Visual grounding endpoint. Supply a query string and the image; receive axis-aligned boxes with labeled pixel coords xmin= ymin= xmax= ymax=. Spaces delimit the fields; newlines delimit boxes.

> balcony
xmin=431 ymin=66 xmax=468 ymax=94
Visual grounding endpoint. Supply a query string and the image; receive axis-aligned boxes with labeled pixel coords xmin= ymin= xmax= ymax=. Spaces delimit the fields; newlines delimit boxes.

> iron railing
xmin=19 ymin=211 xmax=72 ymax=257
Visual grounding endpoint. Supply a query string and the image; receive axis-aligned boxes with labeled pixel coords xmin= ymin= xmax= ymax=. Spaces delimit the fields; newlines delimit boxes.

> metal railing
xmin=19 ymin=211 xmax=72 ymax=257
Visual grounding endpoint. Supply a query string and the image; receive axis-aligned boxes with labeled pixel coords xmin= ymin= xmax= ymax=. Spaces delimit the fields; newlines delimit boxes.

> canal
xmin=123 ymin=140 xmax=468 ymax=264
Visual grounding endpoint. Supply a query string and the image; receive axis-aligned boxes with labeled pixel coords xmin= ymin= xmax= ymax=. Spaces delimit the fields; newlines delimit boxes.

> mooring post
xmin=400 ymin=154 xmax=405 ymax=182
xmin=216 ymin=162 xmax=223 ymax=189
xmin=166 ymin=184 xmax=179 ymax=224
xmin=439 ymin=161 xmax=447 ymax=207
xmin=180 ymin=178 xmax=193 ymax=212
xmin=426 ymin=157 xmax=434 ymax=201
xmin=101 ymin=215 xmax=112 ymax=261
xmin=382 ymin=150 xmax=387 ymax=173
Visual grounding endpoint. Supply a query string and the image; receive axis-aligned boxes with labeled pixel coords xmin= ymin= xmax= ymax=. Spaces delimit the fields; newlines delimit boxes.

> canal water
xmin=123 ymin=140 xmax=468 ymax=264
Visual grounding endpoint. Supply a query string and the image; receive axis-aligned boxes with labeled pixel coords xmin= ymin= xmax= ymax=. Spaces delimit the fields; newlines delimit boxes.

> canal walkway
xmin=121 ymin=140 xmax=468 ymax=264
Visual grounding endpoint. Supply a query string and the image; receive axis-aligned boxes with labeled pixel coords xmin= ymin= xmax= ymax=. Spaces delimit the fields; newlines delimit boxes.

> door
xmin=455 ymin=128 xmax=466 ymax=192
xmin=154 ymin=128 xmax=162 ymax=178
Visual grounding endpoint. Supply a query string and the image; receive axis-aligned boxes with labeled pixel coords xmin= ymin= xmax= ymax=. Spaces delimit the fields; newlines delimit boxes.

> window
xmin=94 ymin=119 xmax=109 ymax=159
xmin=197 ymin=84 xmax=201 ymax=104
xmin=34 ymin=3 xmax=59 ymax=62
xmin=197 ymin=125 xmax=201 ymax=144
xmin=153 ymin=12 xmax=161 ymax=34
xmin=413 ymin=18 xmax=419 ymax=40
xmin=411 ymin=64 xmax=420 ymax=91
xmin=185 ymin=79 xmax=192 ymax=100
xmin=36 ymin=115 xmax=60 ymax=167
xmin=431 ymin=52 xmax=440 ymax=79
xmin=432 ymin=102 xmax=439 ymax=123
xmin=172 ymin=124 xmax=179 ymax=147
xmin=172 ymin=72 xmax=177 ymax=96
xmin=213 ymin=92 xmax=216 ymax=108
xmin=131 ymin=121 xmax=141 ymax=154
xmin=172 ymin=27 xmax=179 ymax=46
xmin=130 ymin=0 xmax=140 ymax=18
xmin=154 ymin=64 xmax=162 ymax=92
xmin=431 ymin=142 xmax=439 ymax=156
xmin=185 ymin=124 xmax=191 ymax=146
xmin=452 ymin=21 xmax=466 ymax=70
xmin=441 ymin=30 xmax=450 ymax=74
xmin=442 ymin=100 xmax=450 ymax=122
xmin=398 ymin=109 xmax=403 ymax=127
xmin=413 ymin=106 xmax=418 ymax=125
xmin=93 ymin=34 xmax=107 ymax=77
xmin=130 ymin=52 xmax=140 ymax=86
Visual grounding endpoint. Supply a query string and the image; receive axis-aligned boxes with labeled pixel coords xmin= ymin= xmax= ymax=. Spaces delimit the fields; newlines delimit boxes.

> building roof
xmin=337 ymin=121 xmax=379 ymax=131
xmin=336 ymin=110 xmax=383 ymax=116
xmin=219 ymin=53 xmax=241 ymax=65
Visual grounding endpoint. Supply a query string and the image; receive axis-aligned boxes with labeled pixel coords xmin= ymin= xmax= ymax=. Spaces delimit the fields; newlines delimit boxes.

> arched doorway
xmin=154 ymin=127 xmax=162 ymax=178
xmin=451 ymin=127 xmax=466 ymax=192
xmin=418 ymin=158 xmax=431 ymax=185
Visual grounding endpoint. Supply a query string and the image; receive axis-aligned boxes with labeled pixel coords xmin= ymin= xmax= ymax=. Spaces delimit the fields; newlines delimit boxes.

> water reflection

====

Copy every one of the entries above word for word, changing nothing.

PROBLEM SOLUTION:
Visual grounding endpoint. Supply a query string and the image; receive axis-aligned boxes with labeled pixel coords xmin= ymin= xmax= ymax=. Spaces delimit the fields; newlines delimit boxes.

> balcony
xmin=431 ymin=66 xmax=468 ymax=94
Visual grounding endpoint. Supply a query string and the image; receive axis-aligned boxes with labeled pixel coords xmin= ymin= xmax= ymax=. Spaces delimit the fields; newlines delimit boxes.

> iron railing
xmin=19 ymin=211 xmax=72 ymax=257
Visual grounding endpoint. Supply a query string and the image; receive axis-aligned boxes with labeled pixel coords xmin= ymin= xmax= ymax=. Spaces delimit the fields; newlines delimit boxes.

> metal railing
xmin=19 ymin=211 xmax=72 ymax=257
Visual grounding endpoint. Supply a query string and the image; receive axis-aligned boxes with labeled pixel coords xmin= ymin= xmax= ymax=. Spaces delimit the fields; newlines delimit boxes.

> canal
xmin=123 ymin=140 xmax=468 ymax=264
Visual grounding endpoint. Supply a query string and the image; receive axis-aligned boxes with labeled pixel coords xmin= ymin= xmax= ymax=. Spaces delimit the fields; newlines delimit boxes.

> mooring post
xmin=400 ymin=154 xmax=405 ymax=182
xmin=216 ymin=162 xmax=223 ymax=189
xmin=166 ymin=184 xmax=179 ymax=224
xmin=439 ymin=161 xmax=447 ymax=207
xmin=180 ymin=178 xmax=193 ymax=212
xmin=426 ymin=157 xmax=434 ymax=201
xmin=101 ymin=215 xmax=112 ymax=261
xmin=382 ymin=150 xmax=387 ymax=173
Visual grounding endpoint. Supply a query string and the image; receive axis-aligned boxes with labeled pixel coords xmin= ymin= xmax= ymax=. Spaces delimit the fields; newlines delimit boxes.

> canal water
xmin=123 ymin=140 xmax=468 ymax=264
Visual grounding endpoint. Supply a query string and the image; receive axis-aligned boxes with labeled pixel coords xmin= ymin= xmax= ymax=. Spaces delimit the fields; newlines delimit boxes.

> canal walkway
xmin=121 ymin=140 xmax=468 ymax=264
Visual grounding endpoint. Supply a query string and the image; receive axis-aligned boxes with labeled pixel coords xmin= ymin= xmax= ymax=. Spaces delimit the fields; newlines delimit boxes.

> door
xmin=455 ymin=128 xmax=466 ymax=192
xmin=154 ymin=128 xmax=162 ymax=178
Visual grounding endpoint. Supply a query string and the image; receive axis-aligned boxes with labeled pixel coords xmin= ymin= xmax= ymax=. Spaces delimit the fields; newlines delimit boxes.

> window
xmin=94 ymin=119 xmax=109 ymax=159
xmin=197 ymin=84 xmax=201 ymax=104
xmin=34 ymin=3 xmax=59 ymax=62
xmin=197 ymin=125 xmax=201 ymax=144
xmin=153 ymin=12 xmax=161 ymax=34
xmin=413 ymin=18 xmax=419 ymax=40
xmin=411 ymin=64 xmax=420 ymax=91
xmin=185 ymin=79 xmax=192 ymax=100
xmin=36 ymin=115 xmax=60 ymax=167
xmin=431 ymin=52 xmax=440 ymax=79
xmin=432 ymin=102 xmax=439 ymax=123
xmin=172 ymin=124 xmax=179 ymax=147
xmin=172 ymin=72 xmax=177 ymax=96
xmin=213 ymin=92 xmax=216 ymax=108
xmin=131 ymin=121 xmax=141 ymax=154
xmin=172 ymin=27 xmax=179 ymax=46
xmin=130 ymin=0 xmax=140 ymax=18
xmin=154 ymin=64 xmax=162 ymax=92
xmin=431 ymin=142 xmax=439 ymax=156
xmin=185 ymin=124 xmax=191 ymax=146
xmin=452 ymin=21 xmax=466 ymax=70
xmin=441 ymin=30 xmax=450 ymax=74
xmin=442 ymin=100 xmax=450 ymax=122
xmin=398 ymin=109 xmax=403 ymax=127
xmin=413 ymin=106 xmax=418 ymax=125
xmin=93 ymin=34 xmax=107 ymax=77
xmin=130 ymin=52 xmax=140 ymax=86
Visual grounding endpoint. Supply a query string and the image; receive axis-aligned boxes with labeled pixel coords xmin= ymin= xmax= ymax=. Spaces delimit the fields; newlines delimit boxes.

> building roof
xmin=337 ymin=121 xmax=379 ymax=131
xmin=336 ymin=110 xmax=383 ymax=116
xmin=219 ymin=53 xmax=241 ymax=65
Visual grounding endpoint. Supply a query string and the image; receive axis-aligned boxes with labeled pixel coords xmin= ymin= xmax= ymax=. Spaces delimit the fields; newlines delimit boxes.

> arched doorway
xmin=154 ymin=127 xmax=162 ymax=178
xmin=451 ymin=127 xmax=466 ymax=192
xmin=418 ymin=158 xmax=431 ymax=185
Visual grounding endpoint. Supply a query string and the image; receive axis-aligned boxes with labeled pixel coords xmin= ymin= xmax= ymax=. Spaces delimit the fields; newlines delimit boxes.

> water reflection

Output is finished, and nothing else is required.